** Instructions to follow **
Write out all records as given; omit images.

:::::

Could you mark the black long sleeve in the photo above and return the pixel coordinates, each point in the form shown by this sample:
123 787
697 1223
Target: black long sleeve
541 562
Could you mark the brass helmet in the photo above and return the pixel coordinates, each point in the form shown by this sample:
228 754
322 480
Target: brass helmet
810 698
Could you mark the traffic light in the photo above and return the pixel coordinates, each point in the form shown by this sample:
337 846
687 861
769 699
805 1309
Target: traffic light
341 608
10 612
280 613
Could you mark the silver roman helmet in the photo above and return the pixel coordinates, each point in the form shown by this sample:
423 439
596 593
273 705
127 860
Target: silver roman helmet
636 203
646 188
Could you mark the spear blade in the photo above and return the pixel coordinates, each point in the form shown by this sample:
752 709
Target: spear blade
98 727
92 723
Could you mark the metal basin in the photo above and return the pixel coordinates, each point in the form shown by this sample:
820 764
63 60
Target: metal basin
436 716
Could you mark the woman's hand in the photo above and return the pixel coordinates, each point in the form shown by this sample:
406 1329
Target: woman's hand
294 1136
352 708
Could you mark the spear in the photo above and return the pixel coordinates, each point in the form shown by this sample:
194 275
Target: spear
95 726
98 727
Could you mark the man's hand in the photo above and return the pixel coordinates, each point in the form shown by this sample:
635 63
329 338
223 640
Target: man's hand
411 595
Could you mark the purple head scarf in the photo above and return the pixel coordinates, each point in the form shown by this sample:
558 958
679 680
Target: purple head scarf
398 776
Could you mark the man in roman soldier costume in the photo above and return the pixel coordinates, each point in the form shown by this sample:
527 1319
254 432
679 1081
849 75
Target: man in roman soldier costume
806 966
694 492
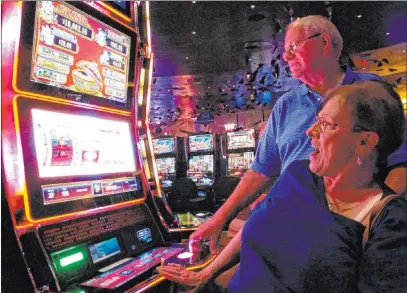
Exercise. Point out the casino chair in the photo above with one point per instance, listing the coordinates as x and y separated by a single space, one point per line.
223 188
184 196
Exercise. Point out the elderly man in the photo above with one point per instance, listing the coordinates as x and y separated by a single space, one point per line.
313 46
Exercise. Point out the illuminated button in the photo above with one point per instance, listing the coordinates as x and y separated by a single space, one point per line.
184 255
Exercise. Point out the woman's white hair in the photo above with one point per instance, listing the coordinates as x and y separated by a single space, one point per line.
314 24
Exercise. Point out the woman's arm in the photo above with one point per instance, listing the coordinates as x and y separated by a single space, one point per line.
227 258
383 266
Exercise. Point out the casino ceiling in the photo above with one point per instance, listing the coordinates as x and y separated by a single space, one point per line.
218 63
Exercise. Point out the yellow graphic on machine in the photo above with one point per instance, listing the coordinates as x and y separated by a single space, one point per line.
87 78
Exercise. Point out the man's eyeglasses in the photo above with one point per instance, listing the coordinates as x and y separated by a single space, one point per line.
294 46
324 125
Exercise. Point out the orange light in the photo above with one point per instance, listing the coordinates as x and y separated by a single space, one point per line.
148 28
149 139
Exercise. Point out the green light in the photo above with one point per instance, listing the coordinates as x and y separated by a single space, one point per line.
71 259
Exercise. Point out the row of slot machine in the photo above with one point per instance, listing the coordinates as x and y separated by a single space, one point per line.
207 156
78 213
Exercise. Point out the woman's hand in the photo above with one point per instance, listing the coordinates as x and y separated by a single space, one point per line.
179 274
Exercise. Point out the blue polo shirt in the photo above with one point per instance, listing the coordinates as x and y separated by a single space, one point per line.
284 139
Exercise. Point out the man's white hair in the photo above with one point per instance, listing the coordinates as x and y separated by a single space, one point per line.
314 24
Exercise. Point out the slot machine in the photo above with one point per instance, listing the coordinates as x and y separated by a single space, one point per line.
240 150
201 167
81 209
166 152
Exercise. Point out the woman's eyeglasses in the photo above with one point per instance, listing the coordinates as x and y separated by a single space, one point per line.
324 125
294 46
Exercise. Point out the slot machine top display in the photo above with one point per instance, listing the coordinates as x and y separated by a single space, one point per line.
75 56
200 143
240 140
73 74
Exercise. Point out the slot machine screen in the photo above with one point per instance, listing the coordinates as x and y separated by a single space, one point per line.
240 161
104 250
75 55
165 166
241 140
70 144
199 143
200 169
73 154
164 145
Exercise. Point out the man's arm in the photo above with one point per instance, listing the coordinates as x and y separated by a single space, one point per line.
244 194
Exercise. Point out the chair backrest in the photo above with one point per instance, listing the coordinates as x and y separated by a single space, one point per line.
184 188
223 187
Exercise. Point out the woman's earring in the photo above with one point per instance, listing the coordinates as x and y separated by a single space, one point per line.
359 161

:::::

** Problem solution **
Could you mark the black long sleeve in the photo above and return the pixel coordinates, each point in the form shown by this sample:
123 787
697 1223
Target: black long sleeve
541 562
Could you mark the brass helmet in the photo above and return the pixel coordinates, each point in the form shown by this sample:
228 754
322 480
Target: brass helmet
810 698
Could you mark the traffic light in the photo above and return the pixel coordinates, each point in the form shown by this sample:
337 846
687 861
769 699
805 1309
Target: traffic light
341 608
10 612
280 613
Could you mark the silver roman helmet in the photo above and return the pixel coordinates, each point in the form shown by this sample:
423 439
596 593
273 705
127 860
Target: silver roman helmet
636 203
646 188
Could you mark the spear blade in the photo above and return the pixel coordinates, each point in the form shown by this sample:
752 709
Target: spear blade
98 727
92 723
Could you mark the metal basin in the photo above and return the pixel coordinates, each point in the form shown by this sample:
820 764
63 60
Target: metal basin
436 716
Could you mark the woman's hand in the photo above and return the pixel coordinates, each point in the form shown by this sample:
406 1329
Target: woman's hand
294 1136
352 708
Could you mark the spear in the photo above and return the pixel coordinates, each point in the form shown by this sample:
194 275
Target: spear
95 726
98 727
Could you mark the man's hand in the photo above and return the pixel coordinates, each point in the form shown by this sample:
635 63
329 338
223 640
Target: man's hand
411 595
Could you mark the purple head scarf in the photo above and return the pixel coordinates, each point in the form shown by this sample:
558 958
679 680
Target: purple head scarf
398 776
Could you mark the man in roman soldier costume in the photo above and return the pixel coordinates, each point in the form shown by this sample:
527 1319
254 432
679 1081
849 75
Target: man in roman soldier costume
806 966
694 492
Exercise. Point out the casino chair in the photo above with one point per instance, listing the coordinates as x and y separated by a single space, one point per line.
223 188
184 196
Exercise. Point out the elderly man in the photo above with one point per instance, listing the coordinates as x and y separated by a single space, one point per line.
313 46
Exercise. Point out the illuminated button in the photo above with one point per instance, listing the coordinates as x and y separated by a single space, one point per line.
184 255
Exercise. Point out the woman's white hair in the photo above with one point per instance, listing the coordinates as x and y separated by a single space, one point per line.
314 24
Exercise. Point out the woman's arm in the photo above with one point per instance, listing the coordinates as x and y separated by a single space, one point per line.
227 258
383 266
Exercise. Point out the casino ceiling in the photo above with one point per instance, listing the coordinates as x and y separated by a single space, one point per line.
218 63
Exercise. Point out the yellow graphic on machine in the photo above with one point per instance, listing the coordinates as x and y separated by a single space, one point per line.
87 78
Exercise. Point out the man's eyeglasses in the photo above with one point per instance, listing the coordinates as x and y separated by a single space, one point per line.
294 46
324 125
Exercise. Point out the orange light in the photo above with one point per instance, listing the coordinates as x and y separated by a single space, one point per line.
148 28
149 139
Exercise. Point out the green light in the photo above with one point per instance, listing the coordinates as x and y separated by a single space, one point per line.
71 259
Exercise. Point out the row of slot machine in the photo above with one point per instance, listing the coordinates as x and y separated by a single space, one point per line.
207 156
78 213
Exercise. Point out the woman's hand in the photo above with one point per instance, listing the coordinates as x and y separated by a single space, one point per line.
179 274
Exercise. Point out the blue polo shirt in the photo above with one point per instance, listing the coordinates as x and y separated by a single space, one point per line.
284 139
Exercise. Point out the man's white hair in the photo above with one point per instance, listing the coordinates as x and y separated by a single space, one point per line.
314 24
Exercise. Point out the slot machine in the photo above with one point per instance, listing the coordinates as x and y separated by a single space, one point per line.
240 150
201 167
81 209
166 152
Exercise. Point out the woman's eyeglasses in the photo above with one point per instance, listing the coordinates as x and y separated by a single space, one point per line.
324 125
294 46
Exercise. Point out the slot machine top display in the photo above with one point per instance, listing the coordinates as x and y separated by a single space, one point per line.
75 56
200 143
240 140
73 74
Exercise. Point out the slot machine screen in the photo above with one point per instance, listing the coordinates as x and y separated by a single space, one point per line.
240 161
104 250
75 55
165 166
241 140
70 144
199 143
200 169
73 154
164 145
Exercise. Point out the man's arm in the photo above with one point per instance, listing the coordinates as x and y separated by a single space, one point per line.
244 194
Exercise. Point out the chair backrest in the photo above with one point per instance, listing the coordinates as x and y separated by a single space, one point per line.
184 188
223 187
Exercise. Point out the woman's earring in the photo above with one point per instance, listing the coordinates as x and y separated by a single space, one point per line.
359 161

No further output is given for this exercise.